Em termos globais, os impostos, o acréscimo que vai acontecer do ponto de vista do álcool e do tabaco, reverterão a favor do Sistema Nacional de Saúde que, como sabem, tem um valor de despesa que cresce ano após ano de uma forma muitíssimo significativa, seja por fatores relacionados com as terapias, o custo dos medicamentos, aquilo que é o envelhecimento populacional, toda a tecnologia que existe no setor da saúde que tem custos crescentes e, portanto, diria que desse ponto de vista é um contributo adequado e acho que os portugueses entendem esta lógica de trabalho sobre os impostos.

E esse investimento vai travar aquilo que têm sido as reivindicações dos profissionais do Serviço Nacional de Saúde?
Não queria entrar em políticas de natureza setorial e referir, sim, que existe um reconhecimento de que quer o Sistema de Pensões, quer o Sistema Nacional de Saúde, são fatores de crescimento da nossa despesa a prazo e que exigem que Portugal tenha uma dívida pública em percentagem do PIB mais reduzida para podermos aguentar, com sustentabilidade, o crescimento da despesa nessas duas áreas. Portanto, de certa forma, essa alocação dos impostos à saúde demonstra precisamente que existe uma relação entre os custos que enfrentamos no setor da saúde e determinado tipo de consumos.

Mas é uma opção deixar o vinho de fora, por exemplo?
Esta é uma matéria mais da área fiscal, que o secretário de Estado dos Assuntos Fiscais terá oportunidade de discutir convosco.

☆ ☆ ☆ ☆ ☆ ☆ ☆

- **Tarefas a realizar**:
a) No texto sobre os impostos do álcool e do tabaco, a favor de que sistema reverterá o acréscimo desses impostos?
b) Prossiga a entrevista sobre os impostos do álcool e do tabaco a partir da última resposta apresentada.

(Entradas do conjunto de dados)
☆ ☆ ☆ ☆ ☆ ☆ ☆

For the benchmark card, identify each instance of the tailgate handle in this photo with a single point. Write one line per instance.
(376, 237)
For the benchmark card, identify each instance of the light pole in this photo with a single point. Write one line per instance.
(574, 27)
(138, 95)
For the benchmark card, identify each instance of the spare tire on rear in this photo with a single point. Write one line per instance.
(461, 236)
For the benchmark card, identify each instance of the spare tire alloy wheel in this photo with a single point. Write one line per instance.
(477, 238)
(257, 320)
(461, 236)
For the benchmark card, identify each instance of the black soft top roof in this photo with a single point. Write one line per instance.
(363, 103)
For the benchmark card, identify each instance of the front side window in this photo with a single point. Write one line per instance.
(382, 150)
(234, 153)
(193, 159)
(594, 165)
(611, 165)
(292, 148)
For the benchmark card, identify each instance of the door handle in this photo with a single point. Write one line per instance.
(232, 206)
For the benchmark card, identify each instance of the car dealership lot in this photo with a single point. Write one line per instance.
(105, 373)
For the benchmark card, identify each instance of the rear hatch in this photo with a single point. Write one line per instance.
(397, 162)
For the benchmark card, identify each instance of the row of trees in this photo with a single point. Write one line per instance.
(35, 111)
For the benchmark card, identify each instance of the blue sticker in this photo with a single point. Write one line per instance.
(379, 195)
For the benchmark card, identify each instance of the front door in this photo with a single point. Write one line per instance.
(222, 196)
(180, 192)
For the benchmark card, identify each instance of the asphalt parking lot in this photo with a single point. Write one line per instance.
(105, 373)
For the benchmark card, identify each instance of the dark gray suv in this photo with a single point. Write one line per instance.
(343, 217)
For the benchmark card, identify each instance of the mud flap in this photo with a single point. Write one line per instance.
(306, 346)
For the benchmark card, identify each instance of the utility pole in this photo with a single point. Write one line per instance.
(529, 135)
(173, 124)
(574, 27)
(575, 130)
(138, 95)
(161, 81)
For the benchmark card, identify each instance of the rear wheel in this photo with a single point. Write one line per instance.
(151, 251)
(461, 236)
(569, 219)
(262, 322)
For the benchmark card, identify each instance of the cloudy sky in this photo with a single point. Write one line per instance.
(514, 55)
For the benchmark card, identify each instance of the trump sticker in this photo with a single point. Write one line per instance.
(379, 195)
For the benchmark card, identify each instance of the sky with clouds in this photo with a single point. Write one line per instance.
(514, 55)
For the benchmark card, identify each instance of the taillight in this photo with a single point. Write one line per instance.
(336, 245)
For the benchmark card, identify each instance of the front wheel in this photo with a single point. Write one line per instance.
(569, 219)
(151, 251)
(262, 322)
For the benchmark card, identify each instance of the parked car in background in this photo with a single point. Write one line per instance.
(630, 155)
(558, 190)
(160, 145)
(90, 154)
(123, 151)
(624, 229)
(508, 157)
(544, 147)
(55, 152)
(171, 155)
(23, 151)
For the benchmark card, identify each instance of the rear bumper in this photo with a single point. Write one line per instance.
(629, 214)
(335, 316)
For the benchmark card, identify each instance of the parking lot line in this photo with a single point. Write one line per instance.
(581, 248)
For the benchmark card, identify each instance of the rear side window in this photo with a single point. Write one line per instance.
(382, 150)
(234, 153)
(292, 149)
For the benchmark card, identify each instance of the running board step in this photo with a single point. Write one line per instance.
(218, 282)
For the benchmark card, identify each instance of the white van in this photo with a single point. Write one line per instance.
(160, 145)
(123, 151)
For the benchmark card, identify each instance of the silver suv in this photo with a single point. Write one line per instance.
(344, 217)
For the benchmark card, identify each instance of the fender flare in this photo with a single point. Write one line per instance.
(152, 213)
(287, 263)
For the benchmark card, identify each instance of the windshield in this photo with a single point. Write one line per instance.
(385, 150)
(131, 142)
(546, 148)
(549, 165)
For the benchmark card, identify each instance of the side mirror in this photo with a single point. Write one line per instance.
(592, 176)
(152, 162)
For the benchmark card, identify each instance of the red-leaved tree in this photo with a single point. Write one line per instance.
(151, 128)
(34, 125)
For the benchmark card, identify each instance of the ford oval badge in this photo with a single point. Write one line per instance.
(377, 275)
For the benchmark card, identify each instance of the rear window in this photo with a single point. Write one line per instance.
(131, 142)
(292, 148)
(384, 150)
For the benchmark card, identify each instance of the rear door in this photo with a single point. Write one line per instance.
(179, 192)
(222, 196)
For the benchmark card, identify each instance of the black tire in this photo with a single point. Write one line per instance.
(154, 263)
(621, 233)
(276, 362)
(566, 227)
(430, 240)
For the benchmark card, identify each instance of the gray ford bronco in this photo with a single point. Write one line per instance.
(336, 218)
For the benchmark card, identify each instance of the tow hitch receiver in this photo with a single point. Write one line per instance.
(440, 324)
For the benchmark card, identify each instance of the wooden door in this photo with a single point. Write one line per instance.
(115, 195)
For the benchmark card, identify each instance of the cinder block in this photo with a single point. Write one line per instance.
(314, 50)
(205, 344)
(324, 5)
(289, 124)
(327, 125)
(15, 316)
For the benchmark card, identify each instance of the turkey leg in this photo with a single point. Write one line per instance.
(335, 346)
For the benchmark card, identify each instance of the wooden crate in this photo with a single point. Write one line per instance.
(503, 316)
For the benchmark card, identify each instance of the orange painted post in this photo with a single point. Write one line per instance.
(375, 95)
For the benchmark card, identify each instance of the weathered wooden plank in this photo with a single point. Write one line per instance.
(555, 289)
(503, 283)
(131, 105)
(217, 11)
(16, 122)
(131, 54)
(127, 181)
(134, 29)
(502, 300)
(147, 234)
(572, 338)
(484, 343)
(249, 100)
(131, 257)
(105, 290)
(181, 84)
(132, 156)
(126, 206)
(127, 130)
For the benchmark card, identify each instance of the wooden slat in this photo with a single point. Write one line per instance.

☆ ☆ ☆ ☆ ☆ ☆ ☆

- **Respostas por tarefa**:
a) A favor do Sistema Nacional de Saúde.

b)
Então vamos a outros temas que não estão diretamente relacionados com o orçamento, mas que também sei que estão na sua alçada, como é o caso da TAP. O primeiro-ministro, António Costa, disse quarta-feira no debate quinzenal - que aliás regressou -, que não é obrigatória a privatização da TAP, já depois de Pedro Nuno Santos ter dito algo no mesmo sentido. Nesse mesmo dia, o PSD acusou o Governo de "ziguezagues", estou a citar. Em que é que ficamos? A privatização da TAP sim ou não?​​​​​​

​​​​​​​Aquilo que julgo que foi o esclarecimento que efetuado é de que a privatização não tinha sido uma condição imposta pela Comissão Europeia no âmbito do processo de reestruturação, ou do plano de reestruturação. Portanto, não sendo uma imposição, é uma decisão do Governo português. Acho que o primeiro-ministro deixou isso claro e, portanto, o que neste momento temos é um decreto de lei para a privatização da empresa que foi aprovada em Conselho de Ministros. Portanto, neste momento já estamos numa circunstância em que o decreto de lei já foi aprovado em Conselho de Ministros e estará neste momento a ser remetido ao Presidente da República para efeitos da sua promulgação.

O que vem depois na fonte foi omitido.